* Problem to work on
Print the listing that follows, character for character.

Location labeling records
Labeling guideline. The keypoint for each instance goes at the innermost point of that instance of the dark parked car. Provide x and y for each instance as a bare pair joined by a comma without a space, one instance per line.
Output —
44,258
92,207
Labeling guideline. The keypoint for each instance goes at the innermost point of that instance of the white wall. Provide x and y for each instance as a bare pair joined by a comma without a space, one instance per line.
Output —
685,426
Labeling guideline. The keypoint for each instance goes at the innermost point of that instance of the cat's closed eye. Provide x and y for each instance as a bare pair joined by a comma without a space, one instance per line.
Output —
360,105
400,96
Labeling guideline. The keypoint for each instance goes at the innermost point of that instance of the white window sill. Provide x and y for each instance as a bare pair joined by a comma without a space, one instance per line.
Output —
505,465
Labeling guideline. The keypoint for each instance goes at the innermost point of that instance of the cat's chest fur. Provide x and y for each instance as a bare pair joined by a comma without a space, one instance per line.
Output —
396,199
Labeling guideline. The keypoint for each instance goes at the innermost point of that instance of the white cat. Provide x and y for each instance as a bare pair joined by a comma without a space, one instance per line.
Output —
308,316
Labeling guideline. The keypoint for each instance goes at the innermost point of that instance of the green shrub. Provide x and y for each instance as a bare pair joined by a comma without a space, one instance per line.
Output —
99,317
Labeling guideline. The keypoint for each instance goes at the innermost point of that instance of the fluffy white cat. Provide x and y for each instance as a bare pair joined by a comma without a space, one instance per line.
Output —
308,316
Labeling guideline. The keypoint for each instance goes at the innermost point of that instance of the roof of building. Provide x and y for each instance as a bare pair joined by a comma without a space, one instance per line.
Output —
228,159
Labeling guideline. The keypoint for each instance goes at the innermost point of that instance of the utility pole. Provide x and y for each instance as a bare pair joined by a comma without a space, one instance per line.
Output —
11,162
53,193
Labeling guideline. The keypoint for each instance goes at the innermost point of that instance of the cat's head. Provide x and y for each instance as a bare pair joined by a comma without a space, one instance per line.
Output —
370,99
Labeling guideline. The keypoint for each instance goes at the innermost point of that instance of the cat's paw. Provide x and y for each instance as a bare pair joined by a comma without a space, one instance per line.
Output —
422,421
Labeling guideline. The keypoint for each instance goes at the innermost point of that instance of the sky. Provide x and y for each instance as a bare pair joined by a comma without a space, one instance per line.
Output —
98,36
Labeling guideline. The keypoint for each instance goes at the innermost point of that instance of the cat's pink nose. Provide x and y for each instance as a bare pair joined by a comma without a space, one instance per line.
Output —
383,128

* Final answer
Labeling guideline. The keypoint for each instance goes at the innermost point of that instance of the dark parked car. Provide x and y for each instance as a bare pair joined by a comma without a space, one instance per line.
Output —
44,258
92,207
Labeling guideline. The keypoint for each instance goes at the innermost point of that instance of the white wall. Provide x and y for each instance as a bare pair joined by a comma without a space, one instance per line.
Output —
685,426
Labeling guideline. The keypoint for each instance goes at the innermost point of that instance of the cat's closed eye. Provide x and y for each instance as a bare pair joined by a comma without a space, one instance per line.
Output —
360,105
400,96
Labeling guideline. The keypoint for each instance goes at the innermost point of that instance of the white window sill. Provide x and y for each instance as a bare pair joined by a comma without a space, one instance per line.
Output —
505,465
Labeling guideline. The keypoint for each instance goes at the innermost point of that instance of the cat's chest fur. Provide x and y for each instance as a bare pair joined by a comma without a space, one instance per line.
Output —
396,199
Labeling guideline. The keypoint for each instance goes at the innermost point of that instance of the white cat. Provide x and y for each instance as a bare pair joined by a comma without a space, one instance per line.
Output —
308,316
Labeling guideline. The keypoint for each instance goes at the innermost point of that instance of the green shrub. Provide x and y for each instance as a bare pair joined by a comma without a space, one instance per line.
Output —
99,317
Labeling guideline. The keypoint for each instance goes at the innermost point of that instance of the fluffy white cat. Provide x and y for each instance as a bare pair joined by a comma without a space, one instance per line.
Output —
308,316
Labeling guideline. The keypoint for each instance goes at the innermost point of that instance of the roof of building. Provide x and y for each instance as a bare pair joined by a comma without a space, one instance per line.
Output —
228,159
Labeling guideline. The keypoint for each instance goes at the innermost point of that instance of the utility pole. Provide x and y for each instance as a bare pair joined by a comma without a space, one instance per line.
Output —
11,162
53,193
Labeling guideline. The keypoint for each instance goes at the innermost point of that instance of the cat's head. Provide x and y for each instance as a bare pair joined by a comma without a space, one instance per line.
Output —
370,99
Labeling guideline. The keypoint for each instance goes at the innermost point of that instance of the cat's paw. Provide x and y for each instance as a bare pair joined by a comma without a space, one instance per line.
Output —
422,421
Labeling guideline. The keypoint for each instance goes at the innermost point of that instance of the sky. Provide x and y for each instance as a bare pair joined by a comma without a space, one instance per line.
Output —
98,36
Labeling guideline. The keypoint for each instance goes at the innermost point of that instance of the cat's pink nose. Provide x and y for each instance as a bare pair joined by a comma without a space, one instance per line.
Output —
383,128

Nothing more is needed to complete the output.